REQUIRED WORK:
Begin with the line containing "target: blue jeans" and copy each line exactly through the last line of the entries, inclusive.

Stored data

################

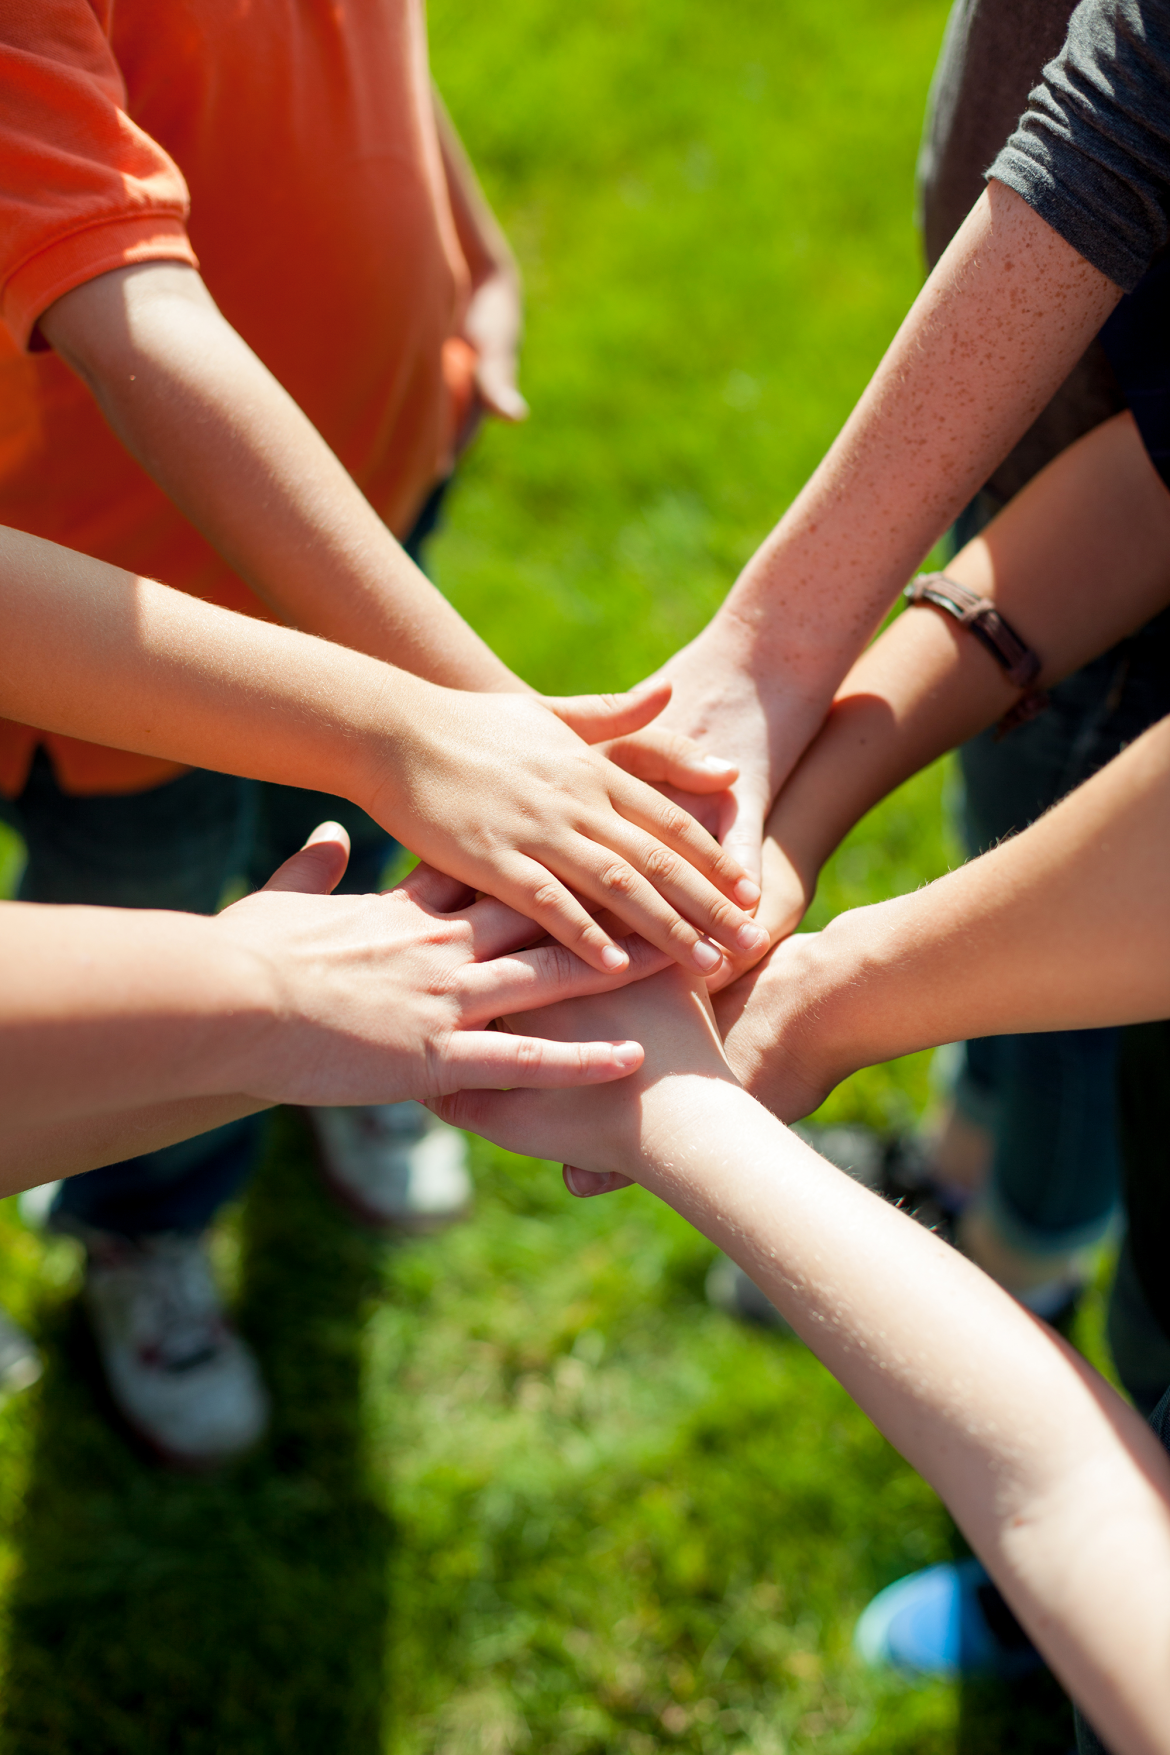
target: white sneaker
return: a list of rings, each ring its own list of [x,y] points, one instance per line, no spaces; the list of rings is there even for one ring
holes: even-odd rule
[[[0,1310],[0,1401],[36,1382],[44,1370],[31,1337]]]
[[[268,1424],[268,1393],[223,1312],[201,1236],[86,1236],[85,1306],[110,1394],[166,1461],[209,1468]]]
[[[310,1109],[326,1182],[367,1225],[434,1231],[471,1206],[467,1141],[421,1103]]]

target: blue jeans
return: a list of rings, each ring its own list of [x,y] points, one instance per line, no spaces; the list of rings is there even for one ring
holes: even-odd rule
[[[445,489],[446,483],[435,489],[403,544],[420,565]],[[203,769],[147,792],[71,797],[58,787],[43,750],[20,797],[0,799],[0,815],[28,850],[19,892],[27,902],[213,914],[229,884],[241,878],[251,888],[264,883],[325,818],[350,835],[349,866],[338,890],[363,894],[378,888],[396,847],[346,799]],[[125,1236],[201,1231],[246,1180],[262,1125],[261,1117],[249,1116],[71,1177],[61,1185],[53,1217]]]
[[[981,495],[955,538],[994,511]],[[969,854],[1034,822],[1127,743],[1170,713],[1170,612],[1067,677],[1046,712],[1002,739],[965,744],[963,833]],[[963,1045],[961,1113],[994,1136],[986,1200],[1005,1242],[1058,1253],[1104,1235],[1120,1191],[1116,1030],[990,1036]]]

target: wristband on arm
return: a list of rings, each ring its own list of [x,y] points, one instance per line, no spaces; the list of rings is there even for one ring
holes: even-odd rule
[[[1043,713],[1048,705],[1047,691],[1032,687],[1040,674],[1040,659],[1030,646],[1025,646],[1010,622],[1004,620],[990,597],[980,597],[957,579],[948,579],[945,573],[920,573],[902,595],[908,603],[930,603],[953,616],[960,627],[967,628],[987,648],[1007,673],[1008,681],[1023,690],[1015,706],[1009,707],[996,726],[997,739]]]

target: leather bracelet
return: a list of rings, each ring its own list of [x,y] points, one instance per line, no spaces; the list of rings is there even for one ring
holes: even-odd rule
[[[1032,687],[1040,674],[1041,661],[1020,639],[1011,623],[1000,615],[990,597],[980,597],[969,586],[960,585],[957,579],[948,579],[945,573],[920,573],[907,585],[903,596],[908,603],[931,603],[936,609],[953,616],[960,627],[967,628],[986,647],[1007,673],[1008,681],[1024,691],[1015,706],[1009,708],[999,721],[997,733],[1000,737],[1044,711],[1048,705],[1047,692]]]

################

TASK SOLUTION:
target: blue jeans
return: a list of rings, each ring its own list of [x,y] points, one instance per line, no spaces; the list of rings is there even for one ring
holes: even-odd rule
[[[445,489],[446,483],[435,489],[403,544],[420,565]],[[203,769],[147,792],[71,797],[58,787],[43,750],[20,797],[0,799],[0,815],[28,850],[19,892],[27,902],[213,914],[229,884],[241,878],[251,888],[264,883],[325,818],[350,835],[349,866],[338,890],[363,894],[378,888],[396,847],[346,799]],[[125,1236],[201,1231],[246,1180],[262,1125],[261,1117],[249,1116],[71,1177],[61,1185],[53,1217]]]
[[[981,495],[955,538],[994,511]],[[969,854],[1034,822],[1127,743],[1170,713],[1170,612],[1067,677],[1046,712],[1002,739],[965,744],[963,833]],[[963,1045],[961,1113],[994,1136],[986,1200],[1005,1242],[1058,1253],[1104,1235],[1120,1191],[1116,1030],[990,1036]]]

target: wristband on arm
return: a list of rings, each ring its own list of [x,y] points, one instance per line, no spaces; the list of rings is there even for one ring
holes: even-odd rule
[[[1043,713],[1048,705],[1047,691],[1032,687],[1040,674],[1040,659],[1030,646],[1025,646],[1010,622],[1004,620],[990,597],[980,597],[957,579],[948,579],[945,573],[920,573],[902,595],[908,603],[930,603],[953,616],[960,627],[967,628],[987,648],[1007,673],[1008,681],[1023,690],[1015,706],[1009,707],[996,726],[997,739]]]

target: leather bracelet
return: a list of rings, each ring its own list of [x,y] points, one instance per line, no spaces; the list of rings is there even for one ring
holes: even-odd rule
[[[1032,687],[1040,674],[1041,661],[1020,639],[1011,623],[1000,615],[990,597],[980,597],[969,586],[960,585],[957,579],[948,579],[945,573],[920,573],[907,585],[903,596],[908,603],[931,603],[936,609],[953,616],[960,627],[967,628],[986,647],[1007,673],[1008,681],[1024,691],[1015,706],[1009,708],[999,721],[997,733],[1000,737],[1044,711],[1048,705],[1047,692]]]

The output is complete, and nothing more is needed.